Jean-Paul Dumas-Grillet entwickelt seine Fotografien in einer Dialektik des Zeigens und Verbergens.
(von Heike Eipeldauer)
Seine konzentrierten, atmosphärisch dichten Bilder der letzten Jahre – es handelt sich um digitale Fotografien, die zwischen 2006 und 2009 entstanden – deuten oftmals den Blick aus dem Fenster an, wobei dieses zumeist als dunkle Rahmung oder als Einfassung durch ein Fensterkreuz angedeutet wird. Spätestens seit der Romantik evoziert das Fenster die subjektive Bedingung einer jeden Beobachtung – wir nehmen die Welt in Bildern wahr. Gleichzeitig hat kaum eine Metapher das Denken über Bilder so geprägt wie Leon Battista Albertis berühmter Vergleich des Bildes mit einem geöffneten Fenster, das den Durchblick auf eine sich jenseits der Bildgrenzen ausdehnende Welt freigibt. Diese Vorstellung geht von einer Transparenz des Bildes aus, die die Überwindung der Materialität des Mediums voraussetzt.
Wie ein Echo der tatsächlichen Bildgrenzen verdoppelt der Fensterrahmen den Bildausschnitt des Fotos als Spalt im Raumkontinuum. Er strukturiert das Blickfeld, dient als Einstieg ins Bild und impliziert den Blick von Innen nach Außen, von einem Kultur- auf einen Naturraum – lichte Schneelandschaften, Meeresoberflächen, amorphe, schwer fixierbare Naturphänomene wie Luft, Licht und Wasser, die optisch nach vorne drängen, um wieder zurückzuspringen. Oder es handelt sich schlichtweg um die karge 50er Jahre-Fassade, die der Münchner Wohnung des Fotografen gegenüberliegt, selbst durch Fenster strukturiert, die unseren „vorgerahmten“ Blick selbstreflexiv spiegeln. In der Schichtung von Rahmungen, Einfassungen und zart nuancierten Flächenformen erreichen die Fotografien zuweilen einen Grad an kompositorischer Bestimmtheit, der an Vorbilder abstrakter Malerei erinnert und von Dumas-Grillets Beschäftigung mit dem Malerischen als Dimension der Fotografie zeugt. Dennoch blitzen im abstrakten Bildgefüge immer wieder Spuren menschlicher Alltagshandlungen auf – so entdecken wir beispielsweise, dass das Fenster der gegenüberliegenden Fassade geöffnet ist.

--*--

Schreibe den Text über die Fotografien von Jean-Paul Dumas-Grillet im Anschluss an seinen letzten Satz weiter.

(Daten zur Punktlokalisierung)
--*--

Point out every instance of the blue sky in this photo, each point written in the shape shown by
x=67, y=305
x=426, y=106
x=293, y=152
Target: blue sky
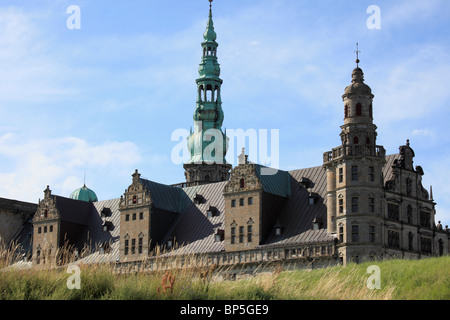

--*--

LÖSUNG -
Dumas-Grillet entwirft seine Fotografien als Wechselspiel von Rahmungen und Durchbrechungen des Rahmens, als sukzessive Verschiebung von Grenzen. Nicht das Fenster als Motiv steht im Mittelpunkt, sondern seine Qualität als Schwelle der Sphären eines Davor und Dahinter, eines Innen und Außen, eines Gesehenen und Ungesehenen, die ihrerseits mit dem fotografischen Medium als vermittelndem „Dazwischen“ korrespondiert. Scheinbar nebensächliche Bilddetails – wie etwa ein Sticker – lenken den Blick auf die Bildoberfläche und fixieren das Paradox einer zugleich gegebenen und entzogenen Sichtbarkeit. Während der Rahmen als Grenze eine rigide geometrische Figur entstehen lässt, fungiert die Bildebene als eine fragile Zone, in der die Spannung zwischen transparenter Oberfläche und dem Schleier des Mediums immer wieder neu beschworen wird. Die Fotografie selbst ist einem Schleier vergleichbar, in seiner ambivalenten Struktur von Ver- und Enthüllen, von Präsenz und Absenz, von Mangel und Begehren. Davon zeugt auch die Begrifflichkeit der Fotografie, die von der Schleier-Metaphorik geradezu durchsetzt ist, wie der Künstler immer wieder betont: so bezeichnet das französische Wort „reveler“ (enthüllen) den Prozess, in dem das Fotopapier aus dem Entwicklerbad genommen und zum Bild wird; „voiler“ (verschleiern) steht für die ungewollte Belichtung, den diffusen Schleier der sich dadurch auf das Fotopapier legt usw. Wenn Dumas-Grillet seine Bildoberflächen zusätzlich mit einer darüber gelegten grauen Schicht eintüncht, so insistiert er darauf, dass der Schleier des Mediums nicht zu lüften ist, sondern im Gegenteil die Repräsentation erst hervorbringt: „La représentation est donc un voile, le voile une représentation.“[1]
[1] Jacques Derrida, Glas II: Que reste-t-il du savoir absolu?, Paris 1981, S. 355, zit. nach: Johannes Endres, Barbara Wittmann, Gerhard Wolf (Hrsg.), Ikonologie des Zwischenraums. Der Schleier als Medium und Metapher, München 2005, S. 15.